Belge Bölümü:

┏━━

“Zehra”
“Nabizade Nazım”
Eser Tanzimat Dönemini en iyi yansıtan romanlardan birisi olarak gösterilmektedir. Hatta başarılı bir psikolojik roman özellikleri de barındırmaktadır.
Dönemin ahlaki yapısını yansıtması, toplumun eğlence anlayışını aktarması, istanbul semtlerini ve özelliklerini anlatması açısından mini belgesel niteliği de taşımaktadır.
Örneğin Küçüksu eğlenceleri, göksu gezileri, dönemin ünlü mekanlarının - Fransız Tiyatrosu, Verdi Sinemaları, Tepebaşı Tiyatrosu, Konkordiya ve Kristal - o dönemdeki işleyişi ve sonrasında yerlerini nelere bıraktığını anlatması tarihi önem taşımaktadır.
Teması; kıskançlık, aşk, ihanet ve intikamdır. Suphi, Zehra, Sırrıcemal ve Ürani karakterleri üzerinde başarılı bir kurguyla entrikalı ve sürükleyici bir ortama çeker okuyucuyu. Heyecan uyandırır ve sonuna kadar devam ettirir bu havayı...

┗━━

Görevler:
- 1) Zehra romanını tanıtan metne göre eserin teması nelerdir?
- 2) Kayıtlarda "face" sözcüğünü barındıran satırların tamamını bir araya toplayınız.

Çıkarılan Veriler:
┏━━

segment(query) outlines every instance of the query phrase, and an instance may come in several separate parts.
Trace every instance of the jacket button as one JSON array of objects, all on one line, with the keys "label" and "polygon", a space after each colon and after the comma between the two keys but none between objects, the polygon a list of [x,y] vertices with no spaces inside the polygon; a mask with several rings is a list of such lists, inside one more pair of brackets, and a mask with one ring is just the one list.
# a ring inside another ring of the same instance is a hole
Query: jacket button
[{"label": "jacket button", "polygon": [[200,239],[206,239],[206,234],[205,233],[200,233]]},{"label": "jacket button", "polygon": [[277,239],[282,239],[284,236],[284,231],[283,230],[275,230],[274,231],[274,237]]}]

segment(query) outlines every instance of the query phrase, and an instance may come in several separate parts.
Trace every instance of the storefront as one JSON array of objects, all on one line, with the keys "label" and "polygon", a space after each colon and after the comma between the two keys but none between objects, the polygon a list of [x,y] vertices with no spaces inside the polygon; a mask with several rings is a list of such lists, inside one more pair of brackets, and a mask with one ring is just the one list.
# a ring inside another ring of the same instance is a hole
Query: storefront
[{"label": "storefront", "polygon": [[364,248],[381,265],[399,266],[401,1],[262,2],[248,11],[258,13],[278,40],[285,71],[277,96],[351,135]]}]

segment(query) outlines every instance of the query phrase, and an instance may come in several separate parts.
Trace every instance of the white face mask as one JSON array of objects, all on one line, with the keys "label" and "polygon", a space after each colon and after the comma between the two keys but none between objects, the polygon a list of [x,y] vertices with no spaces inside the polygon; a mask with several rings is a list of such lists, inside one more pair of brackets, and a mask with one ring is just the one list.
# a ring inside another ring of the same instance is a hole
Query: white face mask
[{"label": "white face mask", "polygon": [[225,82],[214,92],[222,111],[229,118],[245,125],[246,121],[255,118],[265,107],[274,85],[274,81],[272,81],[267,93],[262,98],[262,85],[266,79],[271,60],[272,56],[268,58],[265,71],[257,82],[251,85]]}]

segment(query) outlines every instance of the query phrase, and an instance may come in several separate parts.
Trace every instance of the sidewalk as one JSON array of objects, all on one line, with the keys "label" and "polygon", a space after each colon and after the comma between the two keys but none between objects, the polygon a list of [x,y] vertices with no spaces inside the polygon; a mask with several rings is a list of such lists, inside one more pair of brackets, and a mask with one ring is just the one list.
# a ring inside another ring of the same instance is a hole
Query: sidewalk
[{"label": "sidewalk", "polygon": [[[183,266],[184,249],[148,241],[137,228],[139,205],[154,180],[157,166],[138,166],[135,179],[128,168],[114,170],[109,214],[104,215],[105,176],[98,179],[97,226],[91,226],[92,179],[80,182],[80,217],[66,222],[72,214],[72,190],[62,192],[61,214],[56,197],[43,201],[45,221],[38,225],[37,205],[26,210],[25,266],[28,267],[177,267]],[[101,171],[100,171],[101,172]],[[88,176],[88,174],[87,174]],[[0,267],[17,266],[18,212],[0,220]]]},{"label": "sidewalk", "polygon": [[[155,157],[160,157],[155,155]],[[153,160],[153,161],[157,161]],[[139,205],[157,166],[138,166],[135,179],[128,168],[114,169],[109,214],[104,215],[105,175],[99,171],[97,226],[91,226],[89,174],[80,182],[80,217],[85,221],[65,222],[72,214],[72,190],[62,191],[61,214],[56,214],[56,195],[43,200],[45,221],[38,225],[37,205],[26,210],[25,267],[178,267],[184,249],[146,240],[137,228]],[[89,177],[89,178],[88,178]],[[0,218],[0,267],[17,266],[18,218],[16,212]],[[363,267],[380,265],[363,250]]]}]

┗━━

Sırasıyla Çözümler:
- 1) Kıskançlık, aşk, ihanet ve intikam.

- 2)
Trace every instance of the white face mask as one JSON array of objects, all on one line, with the keys "label" and "polygon", a space after each colon and after the comma between the two keys but none between objects, the polygon a list of [x,y] vertices with no spaces inside the polygon; a mask with several rings is a list of such lists, inside one more pair of brackets, and a mask with one ring is just the one list.
Query: white face mask
[{"label": "white face mask", "polygon": [[225,82],[214,92],[222,111],[229,118],[245,125],[246,121],[255,118],[265,107],[274,85],[274,81],[272,81],[267,93],[262,98],[262,85],[266,79],[271,60],[272,56],[268,58],[265,71],[257,82],[251,85]]}]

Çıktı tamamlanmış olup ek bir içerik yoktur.